--- START ---
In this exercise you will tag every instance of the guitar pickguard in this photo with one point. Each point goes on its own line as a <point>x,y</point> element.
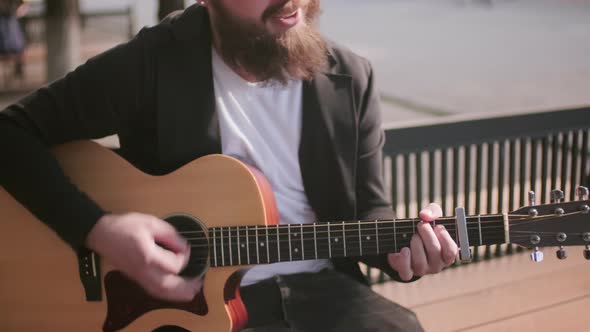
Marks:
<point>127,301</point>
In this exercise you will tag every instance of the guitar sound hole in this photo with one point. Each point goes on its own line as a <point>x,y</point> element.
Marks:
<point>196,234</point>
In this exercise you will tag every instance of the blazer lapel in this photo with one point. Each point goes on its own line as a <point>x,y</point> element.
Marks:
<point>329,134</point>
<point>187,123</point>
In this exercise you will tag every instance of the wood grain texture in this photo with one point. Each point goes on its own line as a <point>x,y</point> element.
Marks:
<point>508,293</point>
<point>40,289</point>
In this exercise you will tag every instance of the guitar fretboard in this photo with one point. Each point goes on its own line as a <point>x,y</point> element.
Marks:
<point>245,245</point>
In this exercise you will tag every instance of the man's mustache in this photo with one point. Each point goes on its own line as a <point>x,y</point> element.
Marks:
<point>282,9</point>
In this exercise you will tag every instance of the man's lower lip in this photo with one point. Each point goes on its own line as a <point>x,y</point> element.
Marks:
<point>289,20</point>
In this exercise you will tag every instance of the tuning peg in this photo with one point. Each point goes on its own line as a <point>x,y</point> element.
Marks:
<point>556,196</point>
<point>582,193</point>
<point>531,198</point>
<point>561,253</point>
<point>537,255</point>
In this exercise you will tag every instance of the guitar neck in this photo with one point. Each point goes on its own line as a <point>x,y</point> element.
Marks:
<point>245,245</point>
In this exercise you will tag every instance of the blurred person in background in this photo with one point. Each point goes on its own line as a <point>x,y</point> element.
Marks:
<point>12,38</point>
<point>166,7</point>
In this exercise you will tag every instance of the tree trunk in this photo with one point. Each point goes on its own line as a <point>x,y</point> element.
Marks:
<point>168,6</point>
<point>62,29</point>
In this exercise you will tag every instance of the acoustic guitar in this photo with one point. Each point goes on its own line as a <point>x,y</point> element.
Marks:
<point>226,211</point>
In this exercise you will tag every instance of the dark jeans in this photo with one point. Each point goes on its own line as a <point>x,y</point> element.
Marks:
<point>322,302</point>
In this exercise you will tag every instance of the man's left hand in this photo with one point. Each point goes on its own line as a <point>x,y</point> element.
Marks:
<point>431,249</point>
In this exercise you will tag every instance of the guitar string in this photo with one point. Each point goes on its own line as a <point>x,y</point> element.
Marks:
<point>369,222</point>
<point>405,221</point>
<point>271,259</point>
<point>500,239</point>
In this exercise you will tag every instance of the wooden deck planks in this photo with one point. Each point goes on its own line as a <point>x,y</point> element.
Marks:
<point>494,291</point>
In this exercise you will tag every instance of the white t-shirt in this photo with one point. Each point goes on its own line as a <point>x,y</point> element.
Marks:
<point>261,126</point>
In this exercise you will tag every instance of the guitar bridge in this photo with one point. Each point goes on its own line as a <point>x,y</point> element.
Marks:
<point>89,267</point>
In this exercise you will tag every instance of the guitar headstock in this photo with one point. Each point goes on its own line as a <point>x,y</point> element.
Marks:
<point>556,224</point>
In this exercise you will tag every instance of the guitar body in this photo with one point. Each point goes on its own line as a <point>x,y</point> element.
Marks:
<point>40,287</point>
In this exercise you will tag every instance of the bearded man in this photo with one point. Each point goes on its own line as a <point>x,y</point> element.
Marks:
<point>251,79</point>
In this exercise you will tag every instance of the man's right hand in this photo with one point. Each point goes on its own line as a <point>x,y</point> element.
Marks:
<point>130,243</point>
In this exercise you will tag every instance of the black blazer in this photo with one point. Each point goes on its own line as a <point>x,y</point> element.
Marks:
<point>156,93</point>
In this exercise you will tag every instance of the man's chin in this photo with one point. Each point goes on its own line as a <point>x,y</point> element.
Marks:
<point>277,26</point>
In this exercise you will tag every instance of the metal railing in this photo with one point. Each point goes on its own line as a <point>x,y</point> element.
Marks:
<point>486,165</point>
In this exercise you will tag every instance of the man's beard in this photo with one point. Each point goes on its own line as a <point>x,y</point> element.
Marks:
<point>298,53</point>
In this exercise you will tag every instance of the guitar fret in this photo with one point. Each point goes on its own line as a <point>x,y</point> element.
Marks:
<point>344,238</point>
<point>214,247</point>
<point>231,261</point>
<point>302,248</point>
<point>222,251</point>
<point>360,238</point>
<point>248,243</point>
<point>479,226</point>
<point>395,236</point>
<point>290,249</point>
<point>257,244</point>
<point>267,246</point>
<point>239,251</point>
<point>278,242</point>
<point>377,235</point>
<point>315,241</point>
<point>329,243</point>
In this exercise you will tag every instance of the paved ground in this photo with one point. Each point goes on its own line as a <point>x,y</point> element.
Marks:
--- END ---
EXERCISE DETAILS:
Please return the whole listing exactly. Do not copy its images.

ANSWER SECTION:
In this exercise you will tag every instance of the guitar pickguard in this photo with one point. Each point goes on its own line as a <point>x,y</point> element.
Marks:
<point>127,301</point>
In this exercise you will tag every instance of the guitar sound hole in this photo with one point. Each point goes on its own line as a <point>x,y</point> element.
Marks:
<point>196,234</point>
In this exercise you will tag every instance of the blazer lapel in this photo with one point. Each point goes on its own line as a <point>x,y</point> element.
Marks:
<point>329,134</point>
<point>187,123</point>
In this exercise you will tag every instance of the wood grain texture in this photo with one point. Each point goes on its own line as a <point>x,y</point> element.
Marks:
<point>508,293</point>
<point>40,289</point>
In this exercise you will tag every instance of the guitar fretboard in this photo with one point. Each point goes on its own line as a <point>x,y</point> element.
Marks:
<point>245,245</point>
In this exercise you will tag every instance of the man's mustache in this photo with one point. Each point goes on its own line as a <point>x,y</point> element.
Marks:
<point>282,9</point>
In this exercise you will tag every instance of the man's lower lip in this photo with one point. Each point goes on its own line as a <point>x,y</point> element.
Marks:
<point>289,20</point>
In this exercise you will tag every instance of the tuning peg in this photo with one point. Each point goes on its own line as a <point>x,y</point> element.
Marks:
<point>556,196</point>
<point>582,193</point>
<point>531,198</point>
<point>561,253</point>
<point>537,255</point>
In this exercise you will tag every instance of the guitar neck in this photo with one point. Each point goes on its own line as a <point>x,y</point> element.
Marks:
<point>245,245</point>
In this exercise you will tag every instance of the blurred person in background in this photo with one point. Each point goes on its own line as a <point>x,y</point> element.
Marks:
<point>12,38</point>
<point>166,7</point>
In this exercise you will tag every instance of the tree trunk in this photo with one point. Each point goes on its own line as a <point>x,y</point> element.
Marks:
<point>168,6</point>
<point>62,29</point>
In this exercise you will tag every instance of the acoustic guitar in this photo with one point. Each point goes on its own line as a <point>x,y</point> element.
Marks:
<point>226,211</point>
In this exercise you will tag every instance of the dark jeans in this photo with one point. Each point goes on its own line as a <point>x,y</point> element.
Marks:
<point>322,302</point>
In this exercise you will tag every instance of the man's left hand in this photo with one point. Each point goes on its own line as a <point>x,y</point> element.
Marks:
<point>431,249</point>
In this exercise you will tag every instance of the guitar string in this photo with one point. Each point goes on its own line as a <point>x,y</point> element.
Marks:
<point>369,222</point>
<point>405,221</point>
<point>271,259</point>
<point>500,239</point>
In this exercise you will tag every instance of the wooden deck planks in this photo with one point. Each point goes on its own line as a <point>x,y</point> element.
Marks:
<point>494,291</point>
In this exercise you will tag every instance of the white t-shirt in this photo with one point. Each point goes on its own line as a <point>x,y</point> element.
Marks:
<point>261,126</point>
In this exercise you will tag every instance of the guitar bridge in this photo with one point. Each point goes on its own line as a <point>x,y</point> element.
Marks:
<point>89,267</point>
In this exercise you will tag every instance of the guitar headstock in this photo with one point. Each point goes on its own line as a <point>x,y</point> element.
Marks:
<point>556,224</point>
In this exercise you will tag every instance of the guitar body in this photo with one point. Each point goes on its own line as a <point>x,y</point> element.
Marks:
<point>40,287</point>
In this exercise you will tag every instance of the bearded man in this photo with one point. Each point goes on its own line as a <point>x,y</point> element.
Marks:
<point>251,79</point>
In this exercise you will tag every instance of the man's right hand in this photo with one point. Each point goes on its own line as a <point>x,y</point> element.
Marks:
<point>130,243</point>
In this exercise you will tag every instance of the black blazer in this photo with one point. Each point goes on its own line as a <point>x,y</point> element.
Marks:
<point>156,93</point>
In this exercise you will tag every instance of the man's chin in this photo with one point. Each point goes on its own line as a <point>x,y</point> element.
Marks:
<point>277,26</point>
In this exercise you will tag every instance of the metal railing in this photo with one point. Each point goes on its own line as a <point>x,y</point> element.
Marks:
<point>486,165</point>
In this exercise you will tag every instance of the man's beard in this photo with one point. Each point goes on its own line as a <point>x,y</point> element.
Marks:
<point>298,53</point>
In this exercise you will tag every instance of the guitar fret in this photo with one point. Each point goes on its own line as a <point>x,y</point> element.
Marks:
<point>344,238</point>
<point>214,247</point>
<point>231,261</point>
<point>302,248</point>
<point>222,251</point>
<point>360,238</point>
<point>248,243</point>
<point>479,226</point>
<point>395,236</point>
<point>290,249</point>
<point>257,244</point>
<point>267,246</point>
<point>239,251</point>
<point>278,242</point>
<point>377,235</point>
<point>315,241</point>
<point>329,243</point>
In this exercise you will tag every instance of the paved ground in this photo with one point. Each point goes on its own line as a <point>x,y</point> element.
Marks:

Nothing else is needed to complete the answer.